Parts of the exercise:
1/ List every dollar amount that appears in the excerpt on syndicate results, in the order they occur.
2/ Repeat word for word everything in the excerpt on syndicate results from "The initial Lloyd’s" down to "contraction of capacity.".
Excerpt to read below:
The earned result for the 2020 year of account in the calendar year was a loss of $12.3m (2019: profit $3.1m).
For the 2018 closed year result the Marine & Energy Liability account suffered losses from the adverse performance of one particular facility, whilst the performance of the core book was within expectations. The facility was non-renewed in 2020.
The initial Lloyd’s approved plan for 2020 was to write gross premium of $615.2m although the current expectation was now $565.9m at the closing rate of exchange.
In marine, the syndicate said that the Specie class was seeing rate increases of between 5 to 10% on all business and “the best market conditions for 10 to 15 years”. The syndicate has recently employed “two recognized market leaders” to develop and grow this class of business alongside the existing team, coinciding with a hardening market following contraction of capacity.
The Cargo account in 2020 continued to build on the base established in 2019, which had been focused on six clearly-defined segments, with the objective of maintaining “a small, well-defined and profitable core book”.
End of Excerpt to read.
Given data below:
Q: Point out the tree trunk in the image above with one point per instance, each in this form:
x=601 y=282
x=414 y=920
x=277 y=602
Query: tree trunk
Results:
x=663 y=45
End of Given data.
Answers to each task:
1/ $12.3m, $3.1m, $615.2m, $565.9m

2/
The initial Lloyd’s approved plan for 2020 was to write gross premium of $615.2m although the current expectation was now $565.9m at the closing rate of exchange.
In marine, the syndicate said that the Specie class was seeing rate increases of between 5 to 10% on all business and “the best market conditions for 10 to 15 years”. The syndicate has recently employed “two recognized market leaders” to develop and grow this class of business alongside the existing team, coinciding with a hardening market following contraction of capacity.